_What to work on_.
Copy the rows below verbatim, from the row containing "Attention annotators: the target object for this HIT is green" up to and including the row containing "[294,373,317,410]".

##########

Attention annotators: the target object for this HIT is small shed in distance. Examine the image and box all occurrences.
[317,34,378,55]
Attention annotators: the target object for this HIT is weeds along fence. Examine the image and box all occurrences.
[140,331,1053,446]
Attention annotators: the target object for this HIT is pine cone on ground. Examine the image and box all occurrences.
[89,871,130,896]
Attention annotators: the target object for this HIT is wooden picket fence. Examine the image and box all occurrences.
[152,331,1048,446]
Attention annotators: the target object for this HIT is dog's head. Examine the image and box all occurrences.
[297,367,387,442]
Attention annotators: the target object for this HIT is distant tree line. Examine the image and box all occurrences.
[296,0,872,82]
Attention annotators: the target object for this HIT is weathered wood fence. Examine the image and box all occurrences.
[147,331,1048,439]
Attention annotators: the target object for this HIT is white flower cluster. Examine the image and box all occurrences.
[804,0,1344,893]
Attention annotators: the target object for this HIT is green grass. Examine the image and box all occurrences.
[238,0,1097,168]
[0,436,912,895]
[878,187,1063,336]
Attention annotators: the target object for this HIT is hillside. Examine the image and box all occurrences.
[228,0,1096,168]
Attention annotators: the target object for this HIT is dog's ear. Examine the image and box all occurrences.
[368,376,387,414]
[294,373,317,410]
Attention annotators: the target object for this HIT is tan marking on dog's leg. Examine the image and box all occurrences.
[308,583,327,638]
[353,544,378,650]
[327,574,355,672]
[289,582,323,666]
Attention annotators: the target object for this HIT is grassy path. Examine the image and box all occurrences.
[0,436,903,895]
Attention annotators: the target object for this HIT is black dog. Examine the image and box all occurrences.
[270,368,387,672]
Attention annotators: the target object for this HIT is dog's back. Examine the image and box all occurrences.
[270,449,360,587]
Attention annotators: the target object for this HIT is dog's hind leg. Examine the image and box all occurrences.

##########

_Output below_.
Attention annotators: the target object for this HIT is green grass. Examine the image and box all occurrences.
[238,0,1097,168]
[0,436,912,895]
[878,187,1063,336]
Attention annotators: the target object for this HIT is hillside. Examine the image and box all occurrences.
[228,0,1096,168]
Attention annotators: the target object for this HIT is dog's ear. Examine the image and box all occurrences.
[368,376,387,414]
[294,373,317,410]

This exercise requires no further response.